> **Directions**
Would you set down the lines running from the one that holds "Can you find the small white" to the final line of the listing, both included, exactly and with no others?

......

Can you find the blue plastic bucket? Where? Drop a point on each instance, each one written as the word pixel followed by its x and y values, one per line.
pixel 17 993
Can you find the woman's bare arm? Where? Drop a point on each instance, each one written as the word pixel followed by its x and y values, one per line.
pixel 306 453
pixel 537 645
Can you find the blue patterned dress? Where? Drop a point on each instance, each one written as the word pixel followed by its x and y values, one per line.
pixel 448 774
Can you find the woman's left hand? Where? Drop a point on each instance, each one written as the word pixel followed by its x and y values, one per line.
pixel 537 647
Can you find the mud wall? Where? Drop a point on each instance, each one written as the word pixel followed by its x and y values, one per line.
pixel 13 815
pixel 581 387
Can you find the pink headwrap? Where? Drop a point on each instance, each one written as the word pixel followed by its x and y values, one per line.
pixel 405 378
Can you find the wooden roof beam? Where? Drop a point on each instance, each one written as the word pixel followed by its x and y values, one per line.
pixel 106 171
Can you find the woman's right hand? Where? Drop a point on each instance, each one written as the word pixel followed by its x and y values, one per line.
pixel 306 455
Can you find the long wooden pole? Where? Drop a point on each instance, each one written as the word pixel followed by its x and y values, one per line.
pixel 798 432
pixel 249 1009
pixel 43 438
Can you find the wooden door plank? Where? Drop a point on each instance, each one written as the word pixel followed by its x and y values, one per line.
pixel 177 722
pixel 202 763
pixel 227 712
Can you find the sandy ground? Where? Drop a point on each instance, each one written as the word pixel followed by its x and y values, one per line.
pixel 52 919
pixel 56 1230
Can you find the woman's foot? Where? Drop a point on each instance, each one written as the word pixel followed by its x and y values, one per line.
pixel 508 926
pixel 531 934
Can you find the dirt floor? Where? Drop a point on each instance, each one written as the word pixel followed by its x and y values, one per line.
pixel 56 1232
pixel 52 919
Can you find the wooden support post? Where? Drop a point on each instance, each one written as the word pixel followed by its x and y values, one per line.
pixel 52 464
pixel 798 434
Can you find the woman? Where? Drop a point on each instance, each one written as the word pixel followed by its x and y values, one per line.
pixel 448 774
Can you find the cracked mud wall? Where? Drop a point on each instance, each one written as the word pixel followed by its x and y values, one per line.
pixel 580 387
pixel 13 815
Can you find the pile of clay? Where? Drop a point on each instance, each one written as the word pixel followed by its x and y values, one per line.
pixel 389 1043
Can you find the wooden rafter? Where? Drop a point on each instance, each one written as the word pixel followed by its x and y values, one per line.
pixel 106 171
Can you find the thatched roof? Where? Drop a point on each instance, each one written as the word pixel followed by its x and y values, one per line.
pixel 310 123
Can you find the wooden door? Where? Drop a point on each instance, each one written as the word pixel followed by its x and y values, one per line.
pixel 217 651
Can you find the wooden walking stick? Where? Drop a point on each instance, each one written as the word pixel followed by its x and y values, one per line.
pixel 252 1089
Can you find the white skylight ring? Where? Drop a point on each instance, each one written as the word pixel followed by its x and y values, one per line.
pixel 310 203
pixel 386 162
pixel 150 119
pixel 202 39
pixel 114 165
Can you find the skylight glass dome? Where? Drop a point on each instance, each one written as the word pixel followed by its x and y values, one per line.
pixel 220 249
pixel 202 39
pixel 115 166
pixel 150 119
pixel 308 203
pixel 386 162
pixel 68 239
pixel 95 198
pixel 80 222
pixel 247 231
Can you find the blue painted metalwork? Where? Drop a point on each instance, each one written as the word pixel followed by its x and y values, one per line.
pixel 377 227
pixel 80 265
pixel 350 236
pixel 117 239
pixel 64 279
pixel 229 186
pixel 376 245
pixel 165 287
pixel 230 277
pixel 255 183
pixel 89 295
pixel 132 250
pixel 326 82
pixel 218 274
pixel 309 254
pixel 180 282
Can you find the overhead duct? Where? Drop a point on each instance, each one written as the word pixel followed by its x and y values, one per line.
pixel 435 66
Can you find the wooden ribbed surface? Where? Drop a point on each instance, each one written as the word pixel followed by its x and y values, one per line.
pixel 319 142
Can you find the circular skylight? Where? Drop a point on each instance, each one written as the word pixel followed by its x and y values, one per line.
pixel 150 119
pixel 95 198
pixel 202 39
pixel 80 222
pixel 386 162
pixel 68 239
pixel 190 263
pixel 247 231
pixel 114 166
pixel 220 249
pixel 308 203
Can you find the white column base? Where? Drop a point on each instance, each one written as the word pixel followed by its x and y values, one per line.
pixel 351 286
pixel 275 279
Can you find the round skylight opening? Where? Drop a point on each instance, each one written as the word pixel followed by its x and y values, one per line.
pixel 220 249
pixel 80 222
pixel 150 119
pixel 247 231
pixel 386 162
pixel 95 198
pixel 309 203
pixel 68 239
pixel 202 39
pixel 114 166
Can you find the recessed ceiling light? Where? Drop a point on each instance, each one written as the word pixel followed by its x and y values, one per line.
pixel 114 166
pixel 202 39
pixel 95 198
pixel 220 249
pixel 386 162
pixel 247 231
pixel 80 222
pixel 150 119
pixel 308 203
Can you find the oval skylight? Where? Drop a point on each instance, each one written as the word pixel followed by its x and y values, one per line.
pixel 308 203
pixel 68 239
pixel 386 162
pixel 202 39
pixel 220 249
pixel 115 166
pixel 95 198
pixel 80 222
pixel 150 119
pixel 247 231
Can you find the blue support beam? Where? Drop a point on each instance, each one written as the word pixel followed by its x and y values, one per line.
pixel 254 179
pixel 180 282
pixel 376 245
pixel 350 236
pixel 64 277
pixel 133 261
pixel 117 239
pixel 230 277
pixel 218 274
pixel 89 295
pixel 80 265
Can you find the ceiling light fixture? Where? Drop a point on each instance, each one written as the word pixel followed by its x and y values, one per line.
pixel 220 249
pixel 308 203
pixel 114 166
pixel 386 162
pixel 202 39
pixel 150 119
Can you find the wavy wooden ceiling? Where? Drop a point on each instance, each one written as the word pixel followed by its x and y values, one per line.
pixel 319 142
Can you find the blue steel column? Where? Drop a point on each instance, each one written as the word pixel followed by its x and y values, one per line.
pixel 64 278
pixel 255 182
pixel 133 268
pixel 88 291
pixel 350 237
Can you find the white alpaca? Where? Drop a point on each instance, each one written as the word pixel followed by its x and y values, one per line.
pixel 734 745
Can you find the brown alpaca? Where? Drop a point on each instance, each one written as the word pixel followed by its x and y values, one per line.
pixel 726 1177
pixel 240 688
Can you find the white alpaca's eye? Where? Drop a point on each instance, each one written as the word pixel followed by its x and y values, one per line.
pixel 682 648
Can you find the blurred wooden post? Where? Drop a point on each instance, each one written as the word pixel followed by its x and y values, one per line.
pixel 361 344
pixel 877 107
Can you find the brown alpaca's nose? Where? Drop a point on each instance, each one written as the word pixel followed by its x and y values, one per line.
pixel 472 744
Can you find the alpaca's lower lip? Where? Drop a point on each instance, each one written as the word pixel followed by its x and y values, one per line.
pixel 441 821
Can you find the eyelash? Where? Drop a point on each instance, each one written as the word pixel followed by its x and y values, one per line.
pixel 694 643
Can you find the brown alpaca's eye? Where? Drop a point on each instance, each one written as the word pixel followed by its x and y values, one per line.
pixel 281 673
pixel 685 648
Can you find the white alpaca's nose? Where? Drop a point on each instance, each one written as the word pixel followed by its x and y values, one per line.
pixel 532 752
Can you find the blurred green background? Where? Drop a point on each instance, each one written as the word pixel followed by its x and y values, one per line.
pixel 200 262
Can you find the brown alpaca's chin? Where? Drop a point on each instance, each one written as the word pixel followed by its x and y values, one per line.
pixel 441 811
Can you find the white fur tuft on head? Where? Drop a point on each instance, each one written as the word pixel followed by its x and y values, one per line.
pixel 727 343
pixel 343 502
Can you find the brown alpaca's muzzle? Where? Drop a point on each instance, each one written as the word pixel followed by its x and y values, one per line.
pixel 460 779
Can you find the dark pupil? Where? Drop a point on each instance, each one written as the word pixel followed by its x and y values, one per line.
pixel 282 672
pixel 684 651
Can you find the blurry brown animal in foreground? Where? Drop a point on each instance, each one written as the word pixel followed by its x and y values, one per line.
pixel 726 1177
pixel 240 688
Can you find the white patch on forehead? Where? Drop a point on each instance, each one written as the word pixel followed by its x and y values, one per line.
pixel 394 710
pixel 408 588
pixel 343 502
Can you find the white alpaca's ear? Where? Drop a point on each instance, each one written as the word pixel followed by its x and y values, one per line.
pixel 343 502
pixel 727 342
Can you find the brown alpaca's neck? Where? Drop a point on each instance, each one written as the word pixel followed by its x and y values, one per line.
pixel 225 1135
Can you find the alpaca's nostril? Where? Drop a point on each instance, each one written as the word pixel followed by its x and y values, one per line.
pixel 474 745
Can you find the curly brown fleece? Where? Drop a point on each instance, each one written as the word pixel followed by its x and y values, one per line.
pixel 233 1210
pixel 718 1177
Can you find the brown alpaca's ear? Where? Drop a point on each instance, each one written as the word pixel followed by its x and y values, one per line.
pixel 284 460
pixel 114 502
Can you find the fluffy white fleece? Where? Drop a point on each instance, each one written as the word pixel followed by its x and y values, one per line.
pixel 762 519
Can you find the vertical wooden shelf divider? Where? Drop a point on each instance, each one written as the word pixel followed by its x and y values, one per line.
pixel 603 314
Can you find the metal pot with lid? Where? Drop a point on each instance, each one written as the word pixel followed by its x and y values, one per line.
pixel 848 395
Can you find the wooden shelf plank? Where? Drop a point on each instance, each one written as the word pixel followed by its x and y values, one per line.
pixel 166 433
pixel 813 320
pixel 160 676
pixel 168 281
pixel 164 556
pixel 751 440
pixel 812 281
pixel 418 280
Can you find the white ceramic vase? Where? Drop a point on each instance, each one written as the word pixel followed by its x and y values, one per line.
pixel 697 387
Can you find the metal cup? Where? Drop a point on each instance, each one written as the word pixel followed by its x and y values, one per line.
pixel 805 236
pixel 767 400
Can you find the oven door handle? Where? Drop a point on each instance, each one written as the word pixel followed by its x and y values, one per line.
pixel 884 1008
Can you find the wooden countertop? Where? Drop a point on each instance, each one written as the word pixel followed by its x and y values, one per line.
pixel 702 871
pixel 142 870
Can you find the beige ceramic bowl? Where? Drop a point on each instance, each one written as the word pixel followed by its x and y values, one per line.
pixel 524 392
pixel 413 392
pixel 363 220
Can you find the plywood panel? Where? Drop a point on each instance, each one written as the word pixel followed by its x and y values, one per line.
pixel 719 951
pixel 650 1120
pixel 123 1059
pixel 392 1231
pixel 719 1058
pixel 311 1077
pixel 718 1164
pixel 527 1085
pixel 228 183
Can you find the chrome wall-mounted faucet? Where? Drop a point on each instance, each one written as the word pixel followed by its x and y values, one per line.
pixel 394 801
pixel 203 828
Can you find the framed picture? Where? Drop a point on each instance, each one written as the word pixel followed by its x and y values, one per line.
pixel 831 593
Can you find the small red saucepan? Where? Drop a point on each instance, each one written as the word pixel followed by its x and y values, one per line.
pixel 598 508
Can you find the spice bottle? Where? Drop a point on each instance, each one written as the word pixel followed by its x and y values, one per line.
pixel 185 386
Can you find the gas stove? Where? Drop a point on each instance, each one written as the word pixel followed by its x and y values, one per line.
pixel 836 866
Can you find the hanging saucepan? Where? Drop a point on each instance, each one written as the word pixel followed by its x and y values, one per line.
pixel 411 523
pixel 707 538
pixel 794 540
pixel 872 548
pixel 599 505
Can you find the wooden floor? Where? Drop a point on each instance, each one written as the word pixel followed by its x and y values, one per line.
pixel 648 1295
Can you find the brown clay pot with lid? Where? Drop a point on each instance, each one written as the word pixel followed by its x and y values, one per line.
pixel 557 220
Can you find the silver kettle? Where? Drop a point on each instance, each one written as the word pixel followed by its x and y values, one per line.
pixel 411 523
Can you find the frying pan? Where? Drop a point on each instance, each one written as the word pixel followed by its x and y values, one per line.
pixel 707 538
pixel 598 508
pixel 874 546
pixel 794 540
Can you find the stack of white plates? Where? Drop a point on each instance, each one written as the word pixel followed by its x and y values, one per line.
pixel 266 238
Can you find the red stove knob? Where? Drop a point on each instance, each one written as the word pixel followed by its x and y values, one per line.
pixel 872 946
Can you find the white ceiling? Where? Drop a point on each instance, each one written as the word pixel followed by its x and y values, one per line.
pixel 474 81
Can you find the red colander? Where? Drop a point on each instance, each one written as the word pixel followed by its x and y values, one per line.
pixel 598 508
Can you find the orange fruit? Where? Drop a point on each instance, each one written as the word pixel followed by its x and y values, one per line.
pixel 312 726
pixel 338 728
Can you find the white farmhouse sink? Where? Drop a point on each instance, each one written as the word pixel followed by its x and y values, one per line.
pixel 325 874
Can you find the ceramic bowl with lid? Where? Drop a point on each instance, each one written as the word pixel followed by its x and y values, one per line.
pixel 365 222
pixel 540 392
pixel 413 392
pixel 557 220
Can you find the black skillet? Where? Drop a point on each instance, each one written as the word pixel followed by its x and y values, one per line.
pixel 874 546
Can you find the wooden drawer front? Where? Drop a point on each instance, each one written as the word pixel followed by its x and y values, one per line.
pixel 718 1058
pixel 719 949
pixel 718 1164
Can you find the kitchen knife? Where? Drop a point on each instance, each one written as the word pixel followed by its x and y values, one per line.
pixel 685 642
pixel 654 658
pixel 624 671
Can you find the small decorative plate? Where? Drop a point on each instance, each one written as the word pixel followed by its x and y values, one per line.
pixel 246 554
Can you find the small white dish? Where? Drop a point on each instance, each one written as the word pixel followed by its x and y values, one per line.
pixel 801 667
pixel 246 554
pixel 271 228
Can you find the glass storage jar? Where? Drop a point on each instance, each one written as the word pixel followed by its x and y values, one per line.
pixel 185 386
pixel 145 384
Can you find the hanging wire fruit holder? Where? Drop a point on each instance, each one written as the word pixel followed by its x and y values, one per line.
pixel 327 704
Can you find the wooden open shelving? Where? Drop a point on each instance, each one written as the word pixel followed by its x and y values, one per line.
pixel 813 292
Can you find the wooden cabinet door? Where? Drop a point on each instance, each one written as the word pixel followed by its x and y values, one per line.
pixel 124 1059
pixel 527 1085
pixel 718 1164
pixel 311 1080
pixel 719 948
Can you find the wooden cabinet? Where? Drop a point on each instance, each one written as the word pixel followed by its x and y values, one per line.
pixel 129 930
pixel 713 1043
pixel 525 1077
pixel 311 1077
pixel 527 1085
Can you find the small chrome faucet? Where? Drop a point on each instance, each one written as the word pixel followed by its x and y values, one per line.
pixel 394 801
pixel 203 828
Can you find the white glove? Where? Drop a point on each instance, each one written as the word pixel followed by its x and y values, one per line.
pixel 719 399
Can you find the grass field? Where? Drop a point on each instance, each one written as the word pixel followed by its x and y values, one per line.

......

> **Reply**
Can you find the small white dish? Where? Drop a point on each instance, each one written as the word pixel followed by its x and y values, one per line.
pixel 801 667
pixel 246 554
pixel 271 228
Can you find the glass storage jar? Where? Drop a point on each instance, each one written as the word pixel followed by its x and y values, one per line.
pixel 185 386
pixel 145 384
Can you find the hanging wire fruit holder? Where? Drop a point on each instance, each one written as the word pixel followed by its x and y values, one per line.
pixel 327 704
Can you find the wooden open shelving? Where? Drop a point on each instance, each one written as the word pixel followed by its x and y values, one per line.
pixel 813 292
Can you find the wooden cabinet door? Where? Drop a point on each instance, each one written as the word pixel followed by its x and y values, one per line.
pixel 124 1059
pixel 527 1085
pixel 718 1164
pixel 311 1080
pixel 719 948
Can you find the wooden cabinet? Where? Drop a point on each instance, each one written as the word pixel followed by its x and y values, one per line.
pixel 129 930
pixel 713 1043
pixel 525 1077
pixel 311 1077
pixel 527 1085
Can you find the small chrome faucet? Where? Drop a point on each instance, each one written as the word pixel followed by its x and y values, one per line.
pixel 394 801
pixel 203 828
Can you find the white glove? Where? Drop a point on each instance, each one written as the word pixel followed by its x and y values, one per line.
pixel 719 399
Can you find the grass field? Where? Drop a point on each instance, each one written as the word pixel followed by its x and y values, one per line.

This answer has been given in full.